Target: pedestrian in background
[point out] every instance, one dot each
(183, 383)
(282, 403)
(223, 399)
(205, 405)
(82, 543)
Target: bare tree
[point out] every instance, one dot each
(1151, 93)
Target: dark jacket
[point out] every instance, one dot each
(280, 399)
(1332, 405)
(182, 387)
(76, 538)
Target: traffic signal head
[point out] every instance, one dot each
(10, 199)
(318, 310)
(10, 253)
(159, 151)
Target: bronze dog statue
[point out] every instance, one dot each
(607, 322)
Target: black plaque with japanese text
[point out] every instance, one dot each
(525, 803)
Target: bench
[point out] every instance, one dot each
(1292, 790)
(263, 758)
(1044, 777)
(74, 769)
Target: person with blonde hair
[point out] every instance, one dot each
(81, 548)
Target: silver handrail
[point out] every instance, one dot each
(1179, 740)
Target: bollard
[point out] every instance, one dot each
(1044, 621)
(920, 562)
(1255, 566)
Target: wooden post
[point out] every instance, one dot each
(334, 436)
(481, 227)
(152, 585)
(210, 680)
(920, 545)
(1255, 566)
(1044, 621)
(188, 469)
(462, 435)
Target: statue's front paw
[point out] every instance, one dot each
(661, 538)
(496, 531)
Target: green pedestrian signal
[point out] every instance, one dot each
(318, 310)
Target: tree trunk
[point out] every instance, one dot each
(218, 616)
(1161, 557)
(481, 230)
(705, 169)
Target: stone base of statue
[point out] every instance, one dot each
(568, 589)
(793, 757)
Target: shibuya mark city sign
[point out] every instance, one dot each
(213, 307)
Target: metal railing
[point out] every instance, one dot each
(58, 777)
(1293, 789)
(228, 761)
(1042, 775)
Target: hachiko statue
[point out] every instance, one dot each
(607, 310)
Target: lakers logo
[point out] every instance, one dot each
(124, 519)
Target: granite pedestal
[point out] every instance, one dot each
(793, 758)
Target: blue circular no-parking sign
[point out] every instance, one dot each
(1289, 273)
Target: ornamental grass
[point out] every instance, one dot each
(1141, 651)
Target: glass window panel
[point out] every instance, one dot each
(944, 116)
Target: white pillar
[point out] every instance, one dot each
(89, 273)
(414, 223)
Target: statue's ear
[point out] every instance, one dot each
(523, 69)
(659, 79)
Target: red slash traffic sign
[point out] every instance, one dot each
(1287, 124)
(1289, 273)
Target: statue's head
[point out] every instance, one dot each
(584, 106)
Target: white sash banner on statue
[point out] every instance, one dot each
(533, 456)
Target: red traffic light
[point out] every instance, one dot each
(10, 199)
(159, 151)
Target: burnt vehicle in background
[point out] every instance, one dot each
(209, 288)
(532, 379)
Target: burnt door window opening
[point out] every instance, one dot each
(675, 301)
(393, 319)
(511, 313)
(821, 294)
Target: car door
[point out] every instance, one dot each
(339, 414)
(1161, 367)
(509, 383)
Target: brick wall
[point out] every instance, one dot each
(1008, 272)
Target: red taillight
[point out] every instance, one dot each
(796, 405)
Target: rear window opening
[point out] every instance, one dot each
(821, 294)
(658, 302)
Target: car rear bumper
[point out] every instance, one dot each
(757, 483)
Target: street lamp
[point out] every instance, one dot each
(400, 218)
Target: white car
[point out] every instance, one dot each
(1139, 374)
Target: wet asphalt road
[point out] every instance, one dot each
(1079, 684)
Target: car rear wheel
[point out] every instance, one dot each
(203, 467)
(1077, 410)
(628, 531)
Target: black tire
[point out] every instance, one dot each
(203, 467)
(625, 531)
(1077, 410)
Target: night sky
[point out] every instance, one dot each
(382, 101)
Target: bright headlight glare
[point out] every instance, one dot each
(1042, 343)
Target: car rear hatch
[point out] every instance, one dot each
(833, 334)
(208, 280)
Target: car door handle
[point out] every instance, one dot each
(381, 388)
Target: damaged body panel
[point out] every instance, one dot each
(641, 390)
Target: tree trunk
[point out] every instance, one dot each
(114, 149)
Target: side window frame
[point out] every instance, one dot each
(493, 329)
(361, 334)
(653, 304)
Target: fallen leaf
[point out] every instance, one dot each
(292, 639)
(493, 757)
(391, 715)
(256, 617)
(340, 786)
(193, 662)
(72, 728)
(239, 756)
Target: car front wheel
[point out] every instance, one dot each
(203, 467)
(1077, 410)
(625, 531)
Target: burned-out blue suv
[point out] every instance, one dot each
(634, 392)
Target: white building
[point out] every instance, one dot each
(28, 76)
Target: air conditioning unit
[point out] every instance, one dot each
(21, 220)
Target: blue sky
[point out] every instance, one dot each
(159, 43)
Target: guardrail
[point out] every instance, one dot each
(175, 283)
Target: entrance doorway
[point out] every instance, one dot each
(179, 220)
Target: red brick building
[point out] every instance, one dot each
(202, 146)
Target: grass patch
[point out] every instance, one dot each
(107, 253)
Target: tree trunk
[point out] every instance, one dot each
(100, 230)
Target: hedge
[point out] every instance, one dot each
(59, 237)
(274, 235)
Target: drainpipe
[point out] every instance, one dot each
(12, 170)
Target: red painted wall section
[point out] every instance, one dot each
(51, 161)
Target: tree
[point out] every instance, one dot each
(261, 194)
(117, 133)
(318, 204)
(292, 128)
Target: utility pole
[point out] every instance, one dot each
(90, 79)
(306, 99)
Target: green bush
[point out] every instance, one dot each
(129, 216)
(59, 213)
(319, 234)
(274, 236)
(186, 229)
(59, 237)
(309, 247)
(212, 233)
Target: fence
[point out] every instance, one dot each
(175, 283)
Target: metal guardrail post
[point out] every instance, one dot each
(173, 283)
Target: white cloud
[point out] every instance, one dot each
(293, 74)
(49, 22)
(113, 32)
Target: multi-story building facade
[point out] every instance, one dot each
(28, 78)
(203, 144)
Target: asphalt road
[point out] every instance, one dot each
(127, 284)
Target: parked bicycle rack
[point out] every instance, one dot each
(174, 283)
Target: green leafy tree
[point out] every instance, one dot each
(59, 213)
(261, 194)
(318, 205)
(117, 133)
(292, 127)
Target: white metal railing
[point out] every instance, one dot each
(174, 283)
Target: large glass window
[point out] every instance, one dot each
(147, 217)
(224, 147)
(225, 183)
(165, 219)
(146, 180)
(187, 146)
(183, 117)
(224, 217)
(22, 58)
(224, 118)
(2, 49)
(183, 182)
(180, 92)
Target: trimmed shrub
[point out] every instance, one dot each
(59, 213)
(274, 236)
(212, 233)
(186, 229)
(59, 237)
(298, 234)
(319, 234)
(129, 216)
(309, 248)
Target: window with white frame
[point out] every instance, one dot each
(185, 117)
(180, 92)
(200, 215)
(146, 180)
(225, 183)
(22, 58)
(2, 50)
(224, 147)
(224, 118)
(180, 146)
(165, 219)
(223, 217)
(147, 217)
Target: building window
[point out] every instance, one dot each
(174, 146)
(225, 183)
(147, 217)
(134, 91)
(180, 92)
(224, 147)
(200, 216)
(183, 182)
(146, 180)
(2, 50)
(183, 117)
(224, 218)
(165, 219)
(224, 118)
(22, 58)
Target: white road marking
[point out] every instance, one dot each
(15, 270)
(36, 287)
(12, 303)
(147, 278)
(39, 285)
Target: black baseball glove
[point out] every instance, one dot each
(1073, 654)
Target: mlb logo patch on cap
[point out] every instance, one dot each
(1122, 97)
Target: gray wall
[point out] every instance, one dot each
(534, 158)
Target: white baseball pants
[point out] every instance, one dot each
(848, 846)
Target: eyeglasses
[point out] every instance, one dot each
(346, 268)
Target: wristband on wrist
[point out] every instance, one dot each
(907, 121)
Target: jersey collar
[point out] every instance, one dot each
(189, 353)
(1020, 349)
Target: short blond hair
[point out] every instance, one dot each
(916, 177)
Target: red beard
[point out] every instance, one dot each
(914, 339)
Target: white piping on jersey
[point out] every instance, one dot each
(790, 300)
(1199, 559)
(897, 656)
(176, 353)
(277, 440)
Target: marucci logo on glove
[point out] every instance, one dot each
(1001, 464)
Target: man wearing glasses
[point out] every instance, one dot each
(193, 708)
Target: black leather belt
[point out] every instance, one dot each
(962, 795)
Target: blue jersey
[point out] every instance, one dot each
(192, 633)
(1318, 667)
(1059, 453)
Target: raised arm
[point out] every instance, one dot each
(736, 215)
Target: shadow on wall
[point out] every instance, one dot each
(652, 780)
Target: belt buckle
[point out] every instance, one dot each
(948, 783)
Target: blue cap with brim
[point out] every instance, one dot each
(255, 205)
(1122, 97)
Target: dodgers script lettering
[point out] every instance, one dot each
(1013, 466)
---*---
▶ **Exercise aim**
Please retype the lines above without any changes, starting at the line that contains "Target: blue jersey" and stopping after the last line.

▶ **Exercise response**
Target: blue jersey
[point out] every instance, one dot each
(192, 633)
(1318, 667)
(1059, 453)
Target: raised arm
[point out] every instance, one dot each
(736, 215)
Target: shadow on wall
[point out] every instance, one dot each
(652, 780)
Target: belt buckle
[point out] every instance, one dot each
(948, 783)
Target: blue cap with brim
[point out] every instance, one dot each
(255, 205)
(1122, 97)
Target: dodgers script lettering
[point out] every instance, one dot each
(1013, 466)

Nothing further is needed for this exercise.